[DATA LISTING — start]

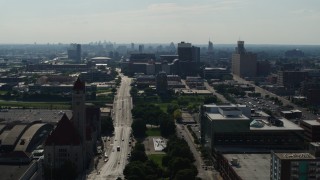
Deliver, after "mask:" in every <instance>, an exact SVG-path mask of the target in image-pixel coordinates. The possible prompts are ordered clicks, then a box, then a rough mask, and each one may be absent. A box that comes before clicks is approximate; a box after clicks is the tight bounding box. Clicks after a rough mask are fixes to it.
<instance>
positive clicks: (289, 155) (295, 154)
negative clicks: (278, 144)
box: [274, 153, 316, 160]
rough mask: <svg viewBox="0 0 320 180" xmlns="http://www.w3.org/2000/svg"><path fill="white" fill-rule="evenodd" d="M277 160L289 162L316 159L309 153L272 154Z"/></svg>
mask: <svg viewBox="0 0 320 180" xmlns="http://www.w3.org/2000/svg"><path fill="white" fill-rule="evenodd" d="M274 154H275V155H276V156H277V157H278V158H279V159H290V160H299V159H304V160H308V159H316V158H315V157H314V156H313V155H312V154H310V153H274Z"/></svg>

[DATA LISTING — finish]

▶ [ABOUT THIS EXERCISE]:
Please rewrite the items above, swapping every "rough mask" for "coarse mask" and changing nothing else, and leave the pictures out.

▶ [RESPONSE FOR THIS EXERCISE]:
Deliver, after "mask:" in every <instance>, an exact SVG-path mask of the target in image-pixel coordinates. The possible prompts are ordered clicks, then a box, then a coarse mask, and each one may be absent. A box that comes before clicks is approximate; a box after clicks is the tight bounding box. Clicks after a coarse mask are fixes to it.
<instance>
positive clicks: (289, 155) (295, 154)
negative clicks: (278, 144)
box: [274, 153, 316, 160]
coarse mask: <svg viewBox="0 0 320 180" xmlns="http://www.w3.org/2000/svg"><path fill="white" fill-rule="evenodd" d="M277 160L289 162L316 159L309 153L272 154Z"/></svg>
mask: <svg viewBox="0 0 320 180" xmlns="http://www.w3.org/2000/svg"><path fill="white" fill-rule="evenodd" d="M274 154H275V155H276V156H277V157H278V158H279V159H290V160H299V159H304V160H308V159H316V158H315V157H314V156H313V155H312V154H310V153H274Z"/></svg>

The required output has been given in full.